**Dataset excerpts**
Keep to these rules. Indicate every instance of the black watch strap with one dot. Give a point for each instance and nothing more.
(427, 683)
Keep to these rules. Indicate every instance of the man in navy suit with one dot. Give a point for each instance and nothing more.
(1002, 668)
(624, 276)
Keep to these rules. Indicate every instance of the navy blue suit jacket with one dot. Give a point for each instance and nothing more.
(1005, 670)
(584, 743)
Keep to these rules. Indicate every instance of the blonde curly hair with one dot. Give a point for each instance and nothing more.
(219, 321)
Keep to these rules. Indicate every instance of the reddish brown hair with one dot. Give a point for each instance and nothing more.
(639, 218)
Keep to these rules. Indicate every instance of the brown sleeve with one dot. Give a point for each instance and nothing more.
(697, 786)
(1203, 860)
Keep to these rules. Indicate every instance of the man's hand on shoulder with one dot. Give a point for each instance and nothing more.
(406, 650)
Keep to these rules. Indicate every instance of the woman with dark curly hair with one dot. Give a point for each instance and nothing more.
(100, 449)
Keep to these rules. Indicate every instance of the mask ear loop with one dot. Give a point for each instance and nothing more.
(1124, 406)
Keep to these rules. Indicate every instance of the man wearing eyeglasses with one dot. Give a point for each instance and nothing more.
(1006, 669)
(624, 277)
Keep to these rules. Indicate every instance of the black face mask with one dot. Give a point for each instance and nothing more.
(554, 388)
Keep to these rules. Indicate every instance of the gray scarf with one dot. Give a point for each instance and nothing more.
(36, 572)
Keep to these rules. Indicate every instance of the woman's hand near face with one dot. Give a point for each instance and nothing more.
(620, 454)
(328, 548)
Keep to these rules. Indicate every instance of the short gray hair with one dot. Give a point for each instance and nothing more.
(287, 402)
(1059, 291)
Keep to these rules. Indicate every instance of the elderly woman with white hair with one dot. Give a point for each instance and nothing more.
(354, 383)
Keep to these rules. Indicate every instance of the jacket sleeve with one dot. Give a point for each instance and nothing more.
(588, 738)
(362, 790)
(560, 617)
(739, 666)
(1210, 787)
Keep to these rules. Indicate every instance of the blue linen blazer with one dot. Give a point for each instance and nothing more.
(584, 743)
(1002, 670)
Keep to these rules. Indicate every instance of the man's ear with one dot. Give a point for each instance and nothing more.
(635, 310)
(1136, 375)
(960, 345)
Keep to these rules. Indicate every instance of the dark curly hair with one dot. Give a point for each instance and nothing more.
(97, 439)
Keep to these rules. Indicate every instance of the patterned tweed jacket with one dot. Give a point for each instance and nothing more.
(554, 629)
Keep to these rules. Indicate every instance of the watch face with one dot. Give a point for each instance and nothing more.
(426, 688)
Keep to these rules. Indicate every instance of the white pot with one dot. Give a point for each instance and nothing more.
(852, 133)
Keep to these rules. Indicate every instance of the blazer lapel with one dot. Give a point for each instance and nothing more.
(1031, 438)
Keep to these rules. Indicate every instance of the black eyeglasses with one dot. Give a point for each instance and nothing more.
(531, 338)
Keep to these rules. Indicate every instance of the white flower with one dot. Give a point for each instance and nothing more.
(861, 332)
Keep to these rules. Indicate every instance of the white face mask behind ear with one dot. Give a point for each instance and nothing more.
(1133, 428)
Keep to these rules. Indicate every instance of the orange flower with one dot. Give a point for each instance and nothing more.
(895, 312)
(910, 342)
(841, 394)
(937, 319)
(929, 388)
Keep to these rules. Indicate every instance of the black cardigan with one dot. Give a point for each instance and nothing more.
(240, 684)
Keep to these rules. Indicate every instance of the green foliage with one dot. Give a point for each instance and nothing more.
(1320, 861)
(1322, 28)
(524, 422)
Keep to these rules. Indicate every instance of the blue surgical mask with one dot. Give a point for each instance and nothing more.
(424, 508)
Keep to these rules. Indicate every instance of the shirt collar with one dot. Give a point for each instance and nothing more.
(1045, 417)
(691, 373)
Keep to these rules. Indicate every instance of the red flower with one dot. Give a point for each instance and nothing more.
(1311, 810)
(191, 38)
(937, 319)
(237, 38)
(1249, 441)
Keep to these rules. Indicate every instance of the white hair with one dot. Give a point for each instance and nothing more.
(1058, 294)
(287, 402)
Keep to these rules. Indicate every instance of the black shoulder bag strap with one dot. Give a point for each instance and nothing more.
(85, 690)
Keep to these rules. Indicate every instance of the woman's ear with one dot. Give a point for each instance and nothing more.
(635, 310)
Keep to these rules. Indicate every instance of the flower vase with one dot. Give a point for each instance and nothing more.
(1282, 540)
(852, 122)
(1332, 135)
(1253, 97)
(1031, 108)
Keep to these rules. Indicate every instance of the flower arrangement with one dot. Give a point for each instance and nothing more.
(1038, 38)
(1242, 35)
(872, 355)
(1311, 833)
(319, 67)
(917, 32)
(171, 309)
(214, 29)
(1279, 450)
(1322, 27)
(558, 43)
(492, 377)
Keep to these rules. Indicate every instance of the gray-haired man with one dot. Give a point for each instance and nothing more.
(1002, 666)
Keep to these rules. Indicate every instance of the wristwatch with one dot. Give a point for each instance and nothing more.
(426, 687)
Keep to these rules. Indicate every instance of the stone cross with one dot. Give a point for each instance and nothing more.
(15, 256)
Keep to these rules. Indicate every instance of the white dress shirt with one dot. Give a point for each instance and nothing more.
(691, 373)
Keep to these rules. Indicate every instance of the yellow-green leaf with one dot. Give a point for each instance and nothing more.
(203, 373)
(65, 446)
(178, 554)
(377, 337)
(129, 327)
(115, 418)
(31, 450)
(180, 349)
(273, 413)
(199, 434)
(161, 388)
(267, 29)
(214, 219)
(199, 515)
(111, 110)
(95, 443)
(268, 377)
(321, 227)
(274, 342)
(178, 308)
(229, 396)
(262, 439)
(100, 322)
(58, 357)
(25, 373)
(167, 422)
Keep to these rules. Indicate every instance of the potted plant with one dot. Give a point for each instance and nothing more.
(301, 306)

**To be done**
Arrange everything in the listing from the line containing "Keep to these rules. Indicate every instance of the watch" down to the line containing "(1031, 438)", both included, as a JSON list of strings with one string per line and blank lines left out.

**Answer**
[
  "Keep to these rules. Indicate every instance of the watch face with one dot. Give a point for each instance and nothing more.",
  "(426, 688)",
  "Keep to these rules. Indicate every instance of the white pot with one dot. Give a point for each instance and nothing more.",
  "(852, 133)",
  "Keep to these rules. Indicate every instance of the blazer lapel with one dot. Give a point for each instance and nothing more.",
  "(1031, 438)"
]